# YOUR INSTRUCTIONS
Examine each line of the listing below. Copy those in which the string "black" appears.

# RECORDED DATA

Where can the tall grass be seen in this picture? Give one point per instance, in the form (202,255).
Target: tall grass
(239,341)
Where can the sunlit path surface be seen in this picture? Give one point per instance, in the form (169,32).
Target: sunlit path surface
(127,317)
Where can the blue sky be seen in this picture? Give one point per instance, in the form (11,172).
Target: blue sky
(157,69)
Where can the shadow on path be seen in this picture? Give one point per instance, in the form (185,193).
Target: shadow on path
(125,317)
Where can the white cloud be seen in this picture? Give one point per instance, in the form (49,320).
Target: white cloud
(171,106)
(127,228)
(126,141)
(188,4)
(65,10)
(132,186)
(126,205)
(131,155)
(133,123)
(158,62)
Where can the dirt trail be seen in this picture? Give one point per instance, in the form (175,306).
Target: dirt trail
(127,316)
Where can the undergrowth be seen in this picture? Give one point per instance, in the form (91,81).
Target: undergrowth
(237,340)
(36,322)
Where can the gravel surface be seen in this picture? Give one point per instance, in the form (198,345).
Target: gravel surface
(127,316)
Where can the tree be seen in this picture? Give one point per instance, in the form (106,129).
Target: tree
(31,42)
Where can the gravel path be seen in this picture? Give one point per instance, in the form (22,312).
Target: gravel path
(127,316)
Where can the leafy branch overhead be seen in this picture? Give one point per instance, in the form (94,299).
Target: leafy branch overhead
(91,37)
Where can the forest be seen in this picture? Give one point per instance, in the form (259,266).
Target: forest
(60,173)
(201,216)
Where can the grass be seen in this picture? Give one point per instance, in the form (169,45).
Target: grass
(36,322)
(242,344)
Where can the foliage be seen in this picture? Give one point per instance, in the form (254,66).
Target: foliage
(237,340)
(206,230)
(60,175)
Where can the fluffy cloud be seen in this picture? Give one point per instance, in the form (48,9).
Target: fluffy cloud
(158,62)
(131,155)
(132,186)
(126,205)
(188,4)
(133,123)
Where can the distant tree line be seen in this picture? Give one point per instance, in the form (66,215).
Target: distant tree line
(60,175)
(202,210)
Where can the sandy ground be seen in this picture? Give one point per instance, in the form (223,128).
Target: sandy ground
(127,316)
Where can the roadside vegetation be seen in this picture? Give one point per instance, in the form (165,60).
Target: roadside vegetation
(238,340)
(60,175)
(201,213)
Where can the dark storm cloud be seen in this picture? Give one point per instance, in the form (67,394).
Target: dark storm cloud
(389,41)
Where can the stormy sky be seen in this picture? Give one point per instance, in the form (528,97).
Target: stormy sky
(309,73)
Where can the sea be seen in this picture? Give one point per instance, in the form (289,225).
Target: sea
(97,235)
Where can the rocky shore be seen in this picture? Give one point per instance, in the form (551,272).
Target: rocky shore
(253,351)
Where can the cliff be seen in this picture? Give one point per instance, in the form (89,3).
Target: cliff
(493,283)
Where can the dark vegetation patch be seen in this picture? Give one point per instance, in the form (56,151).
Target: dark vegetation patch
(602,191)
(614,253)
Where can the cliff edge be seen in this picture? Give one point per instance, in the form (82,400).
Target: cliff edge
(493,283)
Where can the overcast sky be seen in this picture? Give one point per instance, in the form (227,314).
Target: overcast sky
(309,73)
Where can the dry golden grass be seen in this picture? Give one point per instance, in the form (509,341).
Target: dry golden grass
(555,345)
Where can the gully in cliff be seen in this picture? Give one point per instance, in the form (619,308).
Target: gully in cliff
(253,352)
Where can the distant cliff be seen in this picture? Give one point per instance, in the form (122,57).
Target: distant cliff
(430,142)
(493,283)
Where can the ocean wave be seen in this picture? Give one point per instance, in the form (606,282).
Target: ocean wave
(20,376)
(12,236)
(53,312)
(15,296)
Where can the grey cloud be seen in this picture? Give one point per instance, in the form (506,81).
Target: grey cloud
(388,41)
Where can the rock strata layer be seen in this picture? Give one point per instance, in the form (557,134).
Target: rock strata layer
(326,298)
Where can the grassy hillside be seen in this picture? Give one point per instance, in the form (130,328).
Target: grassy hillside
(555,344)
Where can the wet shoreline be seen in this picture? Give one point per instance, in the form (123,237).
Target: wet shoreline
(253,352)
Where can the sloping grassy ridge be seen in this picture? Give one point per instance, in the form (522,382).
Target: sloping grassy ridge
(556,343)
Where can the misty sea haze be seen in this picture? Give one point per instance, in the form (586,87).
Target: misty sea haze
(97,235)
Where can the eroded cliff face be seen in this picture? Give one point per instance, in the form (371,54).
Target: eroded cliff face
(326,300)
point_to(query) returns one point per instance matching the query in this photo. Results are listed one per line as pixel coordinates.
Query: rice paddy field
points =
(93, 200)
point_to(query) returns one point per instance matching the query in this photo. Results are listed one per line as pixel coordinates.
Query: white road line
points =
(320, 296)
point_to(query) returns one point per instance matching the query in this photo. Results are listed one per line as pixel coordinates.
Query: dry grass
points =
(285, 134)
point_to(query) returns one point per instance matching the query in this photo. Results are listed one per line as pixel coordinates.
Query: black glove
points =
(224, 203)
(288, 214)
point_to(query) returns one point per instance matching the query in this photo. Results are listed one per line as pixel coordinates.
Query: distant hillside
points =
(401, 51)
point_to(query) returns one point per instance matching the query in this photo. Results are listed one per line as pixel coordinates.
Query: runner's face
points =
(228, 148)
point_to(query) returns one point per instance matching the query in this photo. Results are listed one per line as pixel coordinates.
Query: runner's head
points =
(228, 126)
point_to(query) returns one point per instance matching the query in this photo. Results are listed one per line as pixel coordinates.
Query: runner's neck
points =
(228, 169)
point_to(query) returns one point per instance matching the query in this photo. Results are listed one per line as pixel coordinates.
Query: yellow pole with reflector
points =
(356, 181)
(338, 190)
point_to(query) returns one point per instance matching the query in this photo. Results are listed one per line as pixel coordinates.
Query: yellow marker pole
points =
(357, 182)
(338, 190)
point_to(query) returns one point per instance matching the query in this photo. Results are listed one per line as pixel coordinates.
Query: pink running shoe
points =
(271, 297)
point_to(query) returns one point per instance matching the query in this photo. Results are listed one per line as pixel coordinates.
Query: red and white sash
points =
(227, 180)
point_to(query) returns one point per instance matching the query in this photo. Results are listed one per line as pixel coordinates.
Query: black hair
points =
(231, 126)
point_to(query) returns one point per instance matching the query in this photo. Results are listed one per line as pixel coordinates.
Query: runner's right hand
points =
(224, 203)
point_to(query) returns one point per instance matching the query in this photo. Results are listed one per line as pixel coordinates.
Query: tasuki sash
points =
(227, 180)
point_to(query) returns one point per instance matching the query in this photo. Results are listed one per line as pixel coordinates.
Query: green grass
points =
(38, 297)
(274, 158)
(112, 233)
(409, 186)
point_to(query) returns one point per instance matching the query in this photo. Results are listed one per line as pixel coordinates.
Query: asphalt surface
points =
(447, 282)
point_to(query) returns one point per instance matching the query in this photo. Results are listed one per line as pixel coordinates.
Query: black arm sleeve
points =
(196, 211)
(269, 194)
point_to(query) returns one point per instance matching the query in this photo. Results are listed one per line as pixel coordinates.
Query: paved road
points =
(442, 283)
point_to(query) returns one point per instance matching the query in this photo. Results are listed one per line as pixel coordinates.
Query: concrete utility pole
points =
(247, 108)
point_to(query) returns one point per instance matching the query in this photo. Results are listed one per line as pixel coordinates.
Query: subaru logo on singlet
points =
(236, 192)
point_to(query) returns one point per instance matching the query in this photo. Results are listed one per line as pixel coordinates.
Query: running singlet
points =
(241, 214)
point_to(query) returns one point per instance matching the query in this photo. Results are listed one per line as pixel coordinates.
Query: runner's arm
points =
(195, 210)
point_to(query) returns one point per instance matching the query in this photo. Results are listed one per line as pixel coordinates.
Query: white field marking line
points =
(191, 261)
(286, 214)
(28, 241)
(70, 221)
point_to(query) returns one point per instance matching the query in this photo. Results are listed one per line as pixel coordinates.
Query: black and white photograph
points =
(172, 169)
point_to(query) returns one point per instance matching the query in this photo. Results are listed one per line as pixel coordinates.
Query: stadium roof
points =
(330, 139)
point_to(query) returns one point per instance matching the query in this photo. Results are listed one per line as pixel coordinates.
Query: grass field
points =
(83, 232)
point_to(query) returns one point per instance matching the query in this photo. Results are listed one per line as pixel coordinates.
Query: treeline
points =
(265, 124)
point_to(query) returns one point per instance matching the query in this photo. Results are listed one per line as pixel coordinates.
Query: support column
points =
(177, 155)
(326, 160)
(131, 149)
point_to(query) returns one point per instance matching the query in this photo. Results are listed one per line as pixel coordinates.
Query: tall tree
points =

# SOLUTION TO THIS EXERCISE
Query: black glove
Query: black hair
Query: black arm sleeve
Query: black and white photograph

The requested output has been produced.